### Problem statement
Extract and reproduce word for word every line of the data from its first line down to the line containing "204L291 277L341 348L419", including both of those lines.

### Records
= = = = = = =
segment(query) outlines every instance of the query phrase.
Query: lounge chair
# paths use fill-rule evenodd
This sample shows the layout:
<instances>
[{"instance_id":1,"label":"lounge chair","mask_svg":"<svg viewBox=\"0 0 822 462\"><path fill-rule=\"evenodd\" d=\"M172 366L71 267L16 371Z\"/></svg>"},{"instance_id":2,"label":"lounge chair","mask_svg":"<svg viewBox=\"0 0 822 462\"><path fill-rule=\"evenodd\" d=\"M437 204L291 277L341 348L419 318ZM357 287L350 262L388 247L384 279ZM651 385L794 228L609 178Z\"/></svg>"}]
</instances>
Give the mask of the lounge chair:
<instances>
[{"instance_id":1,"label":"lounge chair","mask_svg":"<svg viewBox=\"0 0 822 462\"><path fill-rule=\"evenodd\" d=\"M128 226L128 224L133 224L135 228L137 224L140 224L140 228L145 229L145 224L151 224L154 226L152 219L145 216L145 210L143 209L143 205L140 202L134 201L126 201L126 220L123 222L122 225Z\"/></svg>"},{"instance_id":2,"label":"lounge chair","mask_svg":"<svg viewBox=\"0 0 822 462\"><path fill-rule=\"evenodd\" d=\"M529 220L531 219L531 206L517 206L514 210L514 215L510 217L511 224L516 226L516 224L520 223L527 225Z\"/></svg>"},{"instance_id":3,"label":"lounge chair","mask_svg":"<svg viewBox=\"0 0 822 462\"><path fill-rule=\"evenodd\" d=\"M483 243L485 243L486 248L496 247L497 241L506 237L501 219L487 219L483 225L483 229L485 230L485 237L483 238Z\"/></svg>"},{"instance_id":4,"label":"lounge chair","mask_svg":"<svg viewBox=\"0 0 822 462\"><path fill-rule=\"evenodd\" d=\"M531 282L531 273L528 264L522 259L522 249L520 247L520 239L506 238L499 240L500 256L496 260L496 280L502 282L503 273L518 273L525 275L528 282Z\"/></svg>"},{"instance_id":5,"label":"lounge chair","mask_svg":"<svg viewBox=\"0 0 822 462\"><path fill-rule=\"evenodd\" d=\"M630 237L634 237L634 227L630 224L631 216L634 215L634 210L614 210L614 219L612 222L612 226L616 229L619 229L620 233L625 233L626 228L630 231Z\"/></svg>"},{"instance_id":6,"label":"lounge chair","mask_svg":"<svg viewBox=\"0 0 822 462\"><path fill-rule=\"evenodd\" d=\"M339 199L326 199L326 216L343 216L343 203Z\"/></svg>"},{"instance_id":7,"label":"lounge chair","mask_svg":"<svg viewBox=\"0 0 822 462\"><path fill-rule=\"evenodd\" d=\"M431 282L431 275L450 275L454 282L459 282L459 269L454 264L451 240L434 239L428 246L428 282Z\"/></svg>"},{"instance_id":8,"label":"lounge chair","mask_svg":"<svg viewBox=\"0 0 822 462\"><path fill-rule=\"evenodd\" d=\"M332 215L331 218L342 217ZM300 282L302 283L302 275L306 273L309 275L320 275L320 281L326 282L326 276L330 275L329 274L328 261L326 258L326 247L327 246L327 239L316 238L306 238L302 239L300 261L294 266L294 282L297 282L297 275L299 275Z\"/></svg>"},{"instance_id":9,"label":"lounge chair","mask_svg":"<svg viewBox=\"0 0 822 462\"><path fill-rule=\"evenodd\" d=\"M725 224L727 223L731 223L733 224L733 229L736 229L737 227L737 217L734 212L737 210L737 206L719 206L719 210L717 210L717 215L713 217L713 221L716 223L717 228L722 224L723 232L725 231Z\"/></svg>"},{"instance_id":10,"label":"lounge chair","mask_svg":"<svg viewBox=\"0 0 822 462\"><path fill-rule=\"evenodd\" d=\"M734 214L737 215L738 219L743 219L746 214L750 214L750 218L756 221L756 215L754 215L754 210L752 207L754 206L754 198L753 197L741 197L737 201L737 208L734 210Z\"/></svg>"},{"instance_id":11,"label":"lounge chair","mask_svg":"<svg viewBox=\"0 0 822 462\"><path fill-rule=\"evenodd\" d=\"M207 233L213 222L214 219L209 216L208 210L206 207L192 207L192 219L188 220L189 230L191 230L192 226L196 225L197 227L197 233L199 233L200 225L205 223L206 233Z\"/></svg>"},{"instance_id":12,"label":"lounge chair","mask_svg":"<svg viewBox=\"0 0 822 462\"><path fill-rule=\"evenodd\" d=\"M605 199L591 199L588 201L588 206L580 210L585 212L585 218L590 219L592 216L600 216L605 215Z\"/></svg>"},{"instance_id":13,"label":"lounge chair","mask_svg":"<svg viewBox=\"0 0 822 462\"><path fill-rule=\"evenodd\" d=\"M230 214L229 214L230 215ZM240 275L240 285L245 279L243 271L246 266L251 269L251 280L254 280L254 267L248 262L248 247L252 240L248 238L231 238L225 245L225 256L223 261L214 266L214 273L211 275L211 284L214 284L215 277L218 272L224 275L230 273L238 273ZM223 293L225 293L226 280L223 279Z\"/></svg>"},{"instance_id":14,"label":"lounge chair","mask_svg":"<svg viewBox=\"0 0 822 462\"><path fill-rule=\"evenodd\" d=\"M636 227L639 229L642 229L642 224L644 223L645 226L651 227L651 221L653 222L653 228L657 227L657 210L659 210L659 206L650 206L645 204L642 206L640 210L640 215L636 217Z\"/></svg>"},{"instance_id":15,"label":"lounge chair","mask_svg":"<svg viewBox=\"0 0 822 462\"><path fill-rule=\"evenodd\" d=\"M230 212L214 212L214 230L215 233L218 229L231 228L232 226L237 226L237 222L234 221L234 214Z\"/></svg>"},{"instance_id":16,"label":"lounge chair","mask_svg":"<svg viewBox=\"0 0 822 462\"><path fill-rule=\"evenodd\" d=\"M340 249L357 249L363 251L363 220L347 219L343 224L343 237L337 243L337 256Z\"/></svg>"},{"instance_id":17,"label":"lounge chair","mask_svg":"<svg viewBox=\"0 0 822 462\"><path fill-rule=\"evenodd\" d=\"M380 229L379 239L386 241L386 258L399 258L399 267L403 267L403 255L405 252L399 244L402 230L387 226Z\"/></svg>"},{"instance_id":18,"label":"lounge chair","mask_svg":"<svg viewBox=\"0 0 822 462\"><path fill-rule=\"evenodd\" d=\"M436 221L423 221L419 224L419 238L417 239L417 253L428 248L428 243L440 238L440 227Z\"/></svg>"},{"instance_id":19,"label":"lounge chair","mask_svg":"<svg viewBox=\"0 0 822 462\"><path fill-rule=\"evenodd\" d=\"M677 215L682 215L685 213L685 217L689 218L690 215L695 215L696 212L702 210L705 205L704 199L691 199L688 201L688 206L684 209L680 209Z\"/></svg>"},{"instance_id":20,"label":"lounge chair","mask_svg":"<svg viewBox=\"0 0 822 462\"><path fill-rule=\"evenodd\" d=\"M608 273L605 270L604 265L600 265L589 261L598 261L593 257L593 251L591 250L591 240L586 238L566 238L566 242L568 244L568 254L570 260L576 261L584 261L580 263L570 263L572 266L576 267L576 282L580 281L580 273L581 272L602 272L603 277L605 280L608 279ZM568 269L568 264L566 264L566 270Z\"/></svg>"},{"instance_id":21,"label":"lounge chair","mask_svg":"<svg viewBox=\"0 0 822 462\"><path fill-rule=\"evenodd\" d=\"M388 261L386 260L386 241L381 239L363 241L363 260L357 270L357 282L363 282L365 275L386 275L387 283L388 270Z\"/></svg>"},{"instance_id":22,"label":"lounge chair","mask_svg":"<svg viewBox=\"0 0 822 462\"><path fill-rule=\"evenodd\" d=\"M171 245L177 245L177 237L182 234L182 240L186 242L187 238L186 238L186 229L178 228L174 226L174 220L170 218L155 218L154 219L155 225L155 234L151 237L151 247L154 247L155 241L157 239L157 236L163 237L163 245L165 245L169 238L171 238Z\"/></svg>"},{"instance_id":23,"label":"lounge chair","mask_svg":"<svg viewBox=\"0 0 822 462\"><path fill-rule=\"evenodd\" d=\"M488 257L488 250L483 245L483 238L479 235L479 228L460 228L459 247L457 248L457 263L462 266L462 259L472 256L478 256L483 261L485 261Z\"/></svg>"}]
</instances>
= = = = = = =
### Result for this task
segment(query) outlines every instance of the query phrase.
Query: lounge chair
# paths use fill-rule evenodd
This sample shows the layout:
<instances>
[{"instance_id":1,"label":"lounge chair","mask_svg":"<svg viewBox=\"0 0 822 462\"><path fill-rule=\"evenodd\" d=\"M172 366L71 267L16 371Z\"/></svg>"},{"instance_id":2,"label":"lounge chair","mask_svg":"<svg viewBox=\"0 0 822 462\"><path fill-rule=\"evenodd\" d=\"M437 204L291 277L341 348L419 318ZM357 287L350 262L388 247L384 279ZM651 385L794 228L609 178Z\"/></svg>"}]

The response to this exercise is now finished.